• _SUPPLIED MATERIAL_:
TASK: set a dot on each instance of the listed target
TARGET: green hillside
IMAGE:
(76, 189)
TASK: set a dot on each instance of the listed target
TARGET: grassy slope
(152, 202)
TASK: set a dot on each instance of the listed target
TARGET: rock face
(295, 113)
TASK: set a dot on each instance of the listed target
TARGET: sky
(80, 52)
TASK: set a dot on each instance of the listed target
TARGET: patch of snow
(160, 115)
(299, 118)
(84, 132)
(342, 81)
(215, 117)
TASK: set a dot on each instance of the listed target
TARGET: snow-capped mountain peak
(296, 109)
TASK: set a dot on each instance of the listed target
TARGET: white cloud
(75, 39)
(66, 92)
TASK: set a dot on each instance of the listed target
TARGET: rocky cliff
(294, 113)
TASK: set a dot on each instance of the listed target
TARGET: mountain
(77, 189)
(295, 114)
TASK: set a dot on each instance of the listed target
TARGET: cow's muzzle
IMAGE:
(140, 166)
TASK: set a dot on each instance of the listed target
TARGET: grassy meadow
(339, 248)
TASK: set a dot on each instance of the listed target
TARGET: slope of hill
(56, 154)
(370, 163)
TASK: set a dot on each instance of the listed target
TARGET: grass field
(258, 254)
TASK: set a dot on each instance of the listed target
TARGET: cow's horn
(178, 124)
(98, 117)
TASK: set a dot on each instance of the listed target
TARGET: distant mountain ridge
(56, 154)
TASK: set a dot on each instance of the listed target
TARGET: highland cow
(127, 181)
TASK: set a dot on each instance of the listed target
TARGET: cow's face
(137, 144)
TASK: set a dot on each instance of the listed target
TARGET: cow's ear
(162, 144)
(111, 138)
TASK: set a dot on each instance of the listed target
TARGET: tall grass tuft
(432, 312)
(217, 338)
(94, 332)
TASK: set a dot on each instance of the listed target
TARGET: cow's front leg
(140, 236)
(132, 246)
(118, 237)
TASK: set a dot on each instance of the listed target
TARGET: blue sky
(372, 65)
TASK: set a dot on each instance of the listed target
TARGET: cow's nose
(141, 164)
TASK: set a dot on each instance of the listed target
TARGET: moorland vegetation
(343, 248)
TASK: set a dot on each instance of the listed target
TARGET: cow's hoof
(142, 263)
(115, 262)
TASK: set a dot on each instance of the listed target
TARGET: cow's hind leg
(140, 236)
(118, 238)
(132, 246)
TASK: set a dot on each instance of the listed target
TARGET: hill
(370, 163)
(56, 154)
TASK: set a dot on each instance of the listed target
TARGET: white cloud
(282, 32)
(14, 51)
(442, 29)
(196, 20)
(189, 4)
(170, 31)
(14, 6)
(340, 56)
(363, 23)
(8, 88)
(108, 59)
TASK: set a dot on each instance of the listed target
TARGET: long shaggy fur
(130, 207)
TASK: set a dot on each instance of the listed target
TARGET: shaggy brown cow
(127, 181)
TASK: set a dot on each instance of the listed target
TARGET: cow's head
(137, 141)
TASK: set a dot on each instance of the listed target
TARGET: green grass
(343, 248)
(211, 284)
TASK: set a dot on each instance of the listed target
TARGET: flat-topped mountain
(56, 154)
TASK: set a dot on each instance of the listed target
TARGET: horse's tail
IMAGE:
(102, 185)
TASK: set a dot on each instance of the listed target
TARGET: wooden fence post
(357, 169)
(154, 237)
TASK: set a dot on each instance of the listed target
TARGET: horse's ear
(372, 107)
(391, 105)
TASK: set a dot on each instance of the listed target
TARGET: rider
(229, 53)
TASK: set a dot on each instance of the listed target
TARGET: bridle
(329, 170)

• _DIRECTIONS_:
Output all preceding records character for character.

• _EXERCISE ANSWER_:
TASK: set a dot on each instance of the listed target
TARGET: green hillside
IMAGE:
(76, 189)
TASK: set a dot on each instance of the listed target
TARGET: grassy slope
(152, 202)
TASK: set a dot on each instance of the listed target
TARGET: rock face
(295, 113)
TASK: set a dot on each instance of the listed target
TARGET: sky
(80, 52)
TASK: set a dot on each instance of the listed target
TARGET: patch of snow
(160, 115)
(299, 118)
(84, 132)
(342, 81)
(215, 117)
TASK: set a dot on each instance of the listed target
TARGET: snow-capped mountain peak
(296, 109)
TASK: set a dot on each instance of the listed target
TARGET: white cloud
(75, 39)
(66, 92)
TASK: set a dot on each instance of the listed target
TARGET: rocky cliff
(294, 113)
TASK: set a dot on each instance of the listed target
TARGET: mountain
(77, 189)
(295, 114)
TASK: set a dot on each instance of the listed target
TARGET: cow's muzzle
IMAGE:
(140, 166)
TASK: set a dot on each instance of the listed target
TARGET: grassy meadow
(339, 248)
TASK: set a dot on each instance of the listed target
TARGET: slope of hill
(56, 154)
(370, 163)
TASK: set a dot on each instance of the listed target
TARGET: grass field
(258, 254)
TASK: set a dot on each instance of the listed target
TARGET: cow's horn
(178, 124)
(98, 117)
TASK: set a dot on each instance of the listed target
TARGET: distant mountain ridge
(56, 154)
TASK: set a dot on each instance of the listed target
TARGET: highland cow
(127, 181)
TASK: set a dot on each instance of the listed target
TARGET: cow's face
(137, 144)
TASK: set a dot on each instance of the listed target
TARGET: cow's ear
(162, 144)
(111, 138)
TASK: set a dot on each instance of the listed target
TARGET: tall grass tuft
(432, 312)
(217, 338)
(94, 332)
TASK: set a dot on each instance of the listed target
TARGET: cow's front leg
(140, 236)
(132, 246)
(118, 237)
TASK: set a dot on each instance of the listed target
TARGET: blue sky
(372, 65)
TASK: set a dot on each instance of the listed target
TARGET: cow's nose
(141, 164)
TASK: set a dot on each instance of the listed target
TARGET: moorland vegetation
(343, 248)
TASK: set a dot on each instance of the listed target
TARGET: cow's hoof
(142, 263)
(115, 262)
TASK: set a dot on each instance of the listed target
TARGET: cow's hind leg
(140, 236)
(118, 238)
(132, 246)
TASK: set a dot on each instance of the listed target
TARGET: hill
(370, 163)
(56, 154)
TASK: set a dot on each instance of the listed target
TARGET: white cloud
(282, 32)
(14, 51)
(442, 29)
(196, 20)
(189, 4)
(170, 31)
(14, 6)
(340, 56)
(363, 23)
(8, 88)
(108, 59)
TASK: set a dot on each instance of the listed target
TARGET: long shaggy fur
(130, 207)
TASK: set a dot on each instance of the listed target
TARGET: shaggy brown cow
(127, 181)
TASK: set a dot on each instance of the listed target
TARGET: cow's head
(137, 141)
TASK: set a dot on each instance of the listed target
TARGET: green grass
(343, 248)
(211, 284)
TASK: set a dot on each instance of the listed target
TARGET: flat-topped mountain
(56, 154)
TASK: set a dot on each instance of the listed target
TARGET: horse's tail
IMAGE:
(102, 185)
TASK: set a dot on each instance of the listed target
TARGET: wooden fence post
(357, 169)
(154, 237)
TASK: set a dot on each instance of the listed target
TARGET: horse's ear
(372, 107)
(391, 105)
TASK: set a dot on each instance of the listed target
TARGET: rider
(229, 53)
TASK: set a dot on each instance of the listed target
TARGET: bridle
(329, 170)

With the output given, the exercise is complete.